To be done — Show every line of the records that contains the string "pillar", copying each one in full.

^^^^^^^^

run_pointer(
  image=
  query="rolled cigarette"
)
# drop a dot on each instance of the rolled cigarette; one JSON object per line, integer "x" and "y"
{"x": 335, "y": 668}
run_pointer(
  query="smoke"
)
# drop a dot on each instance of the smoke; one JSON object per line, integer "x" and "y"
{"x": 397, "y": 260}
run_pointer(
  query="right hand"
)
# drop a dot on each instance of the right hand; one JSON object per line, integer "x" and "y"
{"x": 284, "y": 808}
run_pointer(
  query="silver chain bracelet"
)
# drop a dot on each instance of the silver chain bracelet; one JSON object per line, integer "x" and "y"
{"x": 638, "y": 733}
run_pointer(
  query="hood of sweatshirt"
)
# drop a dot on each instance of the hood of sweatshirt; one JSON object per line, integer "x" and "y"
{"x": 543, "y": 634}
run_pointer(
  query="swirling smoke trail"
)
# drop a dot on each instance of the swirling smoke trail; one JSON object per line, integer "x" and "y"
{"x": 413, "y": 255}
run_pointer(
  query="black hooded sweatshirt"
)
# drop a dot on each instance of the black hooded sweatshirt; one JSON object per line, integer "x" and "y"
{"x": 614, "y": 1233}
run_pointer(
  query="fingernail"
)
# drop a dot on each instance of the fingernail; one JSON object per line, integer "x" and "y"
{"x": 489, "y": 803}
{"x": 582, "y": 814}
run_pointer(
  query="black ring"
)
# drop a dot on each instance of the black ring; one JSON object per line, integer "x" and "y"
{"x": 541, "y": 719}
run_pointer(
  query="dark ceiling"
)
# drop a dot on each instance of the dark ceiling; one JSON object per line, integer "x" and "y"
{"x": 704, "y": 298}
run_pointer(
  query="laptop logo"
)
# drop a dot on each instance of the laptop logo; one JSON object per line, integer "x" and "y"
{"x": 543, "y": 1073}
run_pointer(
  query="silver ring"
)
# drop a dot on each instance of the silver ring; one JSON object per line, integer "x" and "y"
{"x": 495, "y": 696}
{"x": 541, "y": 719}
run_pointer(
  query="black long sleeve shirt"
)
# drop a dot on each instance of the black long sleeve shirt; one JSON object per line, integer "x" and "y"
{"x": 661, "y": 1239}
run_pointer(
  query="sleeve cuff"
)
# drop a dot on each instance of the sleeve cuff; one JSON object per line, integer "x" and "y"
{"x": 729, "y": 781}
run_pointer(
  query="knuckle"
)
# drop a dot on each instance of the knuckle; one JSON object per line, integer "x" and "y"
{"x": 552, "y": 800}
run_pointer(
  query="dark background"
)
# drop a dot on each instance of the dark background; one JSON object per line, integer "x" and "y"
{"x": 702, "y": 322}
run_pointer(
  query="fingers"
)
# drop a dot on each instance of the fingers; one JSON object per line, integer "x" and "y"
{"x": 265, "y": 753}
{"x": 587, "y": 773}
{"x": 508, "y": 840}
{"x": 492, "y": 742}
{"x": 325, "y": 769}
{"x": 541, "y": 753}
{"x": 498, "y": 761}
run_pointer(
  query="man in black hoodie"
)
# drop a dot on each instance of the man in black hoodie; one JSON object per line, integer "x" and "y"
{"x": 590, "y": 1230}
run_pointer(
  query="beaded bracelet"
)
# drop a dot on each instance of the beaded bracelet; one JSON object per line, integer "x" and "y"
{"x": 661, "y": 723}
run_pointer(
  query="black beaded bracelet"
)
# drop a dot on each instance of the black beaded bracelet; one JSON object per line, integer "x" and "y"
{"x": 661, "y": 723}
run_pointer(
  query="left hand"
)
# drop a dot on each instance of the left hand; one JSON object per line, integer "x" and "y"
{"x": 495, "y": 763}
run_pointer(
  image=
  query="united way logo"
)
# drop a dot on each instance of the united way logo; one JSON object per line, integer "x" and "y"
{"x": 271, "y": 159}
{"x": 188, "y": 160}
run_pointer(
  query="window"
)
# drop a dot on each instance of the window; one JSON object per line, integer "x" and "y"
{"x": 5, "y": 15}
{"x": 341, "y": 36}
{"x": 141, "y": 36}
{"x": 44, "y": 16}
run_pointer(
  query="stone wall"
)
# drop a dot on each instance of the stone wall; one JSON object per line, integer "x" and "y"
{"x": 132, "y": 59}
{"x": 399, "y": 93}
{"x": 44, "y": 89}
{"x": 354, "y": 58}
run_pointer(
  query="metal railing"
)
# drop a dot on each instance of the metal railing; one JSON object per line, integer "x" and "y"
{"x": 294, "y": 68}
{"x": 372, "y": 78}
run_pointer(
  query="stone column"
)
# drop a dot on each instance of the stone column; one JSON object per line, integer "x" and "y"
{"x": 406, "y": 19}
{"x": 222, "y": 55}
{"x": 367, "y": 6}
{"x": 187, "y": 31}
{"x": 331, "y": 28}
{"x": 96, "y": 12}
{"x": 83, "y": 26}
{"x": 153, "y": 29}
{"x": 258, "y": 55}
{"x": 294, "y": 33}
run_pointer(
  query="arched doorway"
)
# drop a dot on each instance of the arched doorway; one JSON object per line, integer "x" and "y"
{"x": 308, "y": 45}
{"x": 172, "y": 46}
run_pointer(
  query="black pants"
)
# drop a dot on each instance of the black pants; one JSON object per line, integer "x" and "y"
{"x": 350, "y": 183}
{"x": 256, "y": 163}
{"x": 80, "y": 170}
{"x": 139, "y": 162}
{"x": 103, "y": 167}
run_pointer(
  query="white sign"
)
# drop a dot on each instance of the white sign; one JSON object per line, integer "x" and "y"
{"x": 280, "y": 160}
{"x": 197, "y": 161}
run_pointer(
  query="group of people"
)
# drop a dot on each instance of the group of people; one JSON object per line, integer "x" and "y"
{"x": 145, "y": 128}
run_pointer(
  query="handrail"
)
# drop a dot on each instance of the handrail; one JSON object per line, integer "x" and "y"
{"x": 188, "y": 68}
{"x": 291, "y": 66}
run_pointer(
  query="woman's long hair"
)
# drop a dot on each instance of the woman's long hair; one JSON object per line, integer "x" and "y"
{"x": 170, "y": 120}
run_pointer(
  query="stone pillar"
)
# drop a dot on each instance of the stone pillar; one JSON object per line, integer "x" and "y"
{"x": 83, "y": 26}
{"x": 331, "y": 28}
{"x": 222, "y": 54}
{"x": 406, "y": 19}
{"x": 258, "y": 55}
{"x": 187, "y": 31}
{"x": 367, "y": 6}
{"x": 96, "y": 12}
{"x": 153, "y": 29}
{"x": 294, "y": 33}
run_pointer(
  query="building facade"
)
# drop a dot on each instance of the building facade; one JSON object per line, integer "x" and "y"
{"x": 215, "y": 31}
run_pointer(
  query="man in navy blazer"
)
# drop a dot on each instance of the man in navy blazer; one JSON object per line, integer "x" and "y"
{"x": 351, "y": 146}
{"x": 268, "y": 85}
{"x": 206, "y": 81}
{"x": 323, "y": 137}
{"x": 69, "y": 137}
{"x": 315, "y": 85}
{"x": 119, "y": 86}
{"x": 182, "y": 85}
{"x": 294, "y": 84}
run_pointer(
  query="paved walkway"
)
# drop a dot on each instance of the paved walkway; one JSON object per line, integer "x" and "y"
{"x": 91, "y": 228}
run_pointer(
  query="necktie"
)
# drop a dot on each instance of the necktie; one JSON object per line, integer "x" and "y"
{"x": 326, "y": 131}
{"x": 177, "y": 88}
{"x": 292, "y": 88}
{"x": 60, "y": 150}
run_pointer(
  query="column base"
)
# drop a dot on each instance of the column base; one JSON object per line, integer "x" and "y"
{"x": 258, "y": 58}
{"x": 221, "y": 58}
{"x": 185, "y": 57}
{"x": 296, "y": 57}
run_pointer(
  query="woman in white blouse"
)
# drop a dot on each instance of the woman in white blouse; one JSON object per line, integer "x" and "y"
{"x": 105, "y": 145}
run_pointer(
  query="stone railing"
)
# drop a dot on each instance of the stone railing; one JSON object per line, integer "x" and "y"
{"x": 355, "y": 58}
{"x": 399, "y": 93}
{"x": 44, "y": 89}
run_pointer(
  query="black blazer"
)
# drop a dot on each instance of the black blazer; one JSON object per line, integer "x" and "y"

^^^^^^^^

Exercise answer —
  query="stone pillar"
# drop a dot on each instance of the stone pillar; one JSON object per line, integer "x" and "y"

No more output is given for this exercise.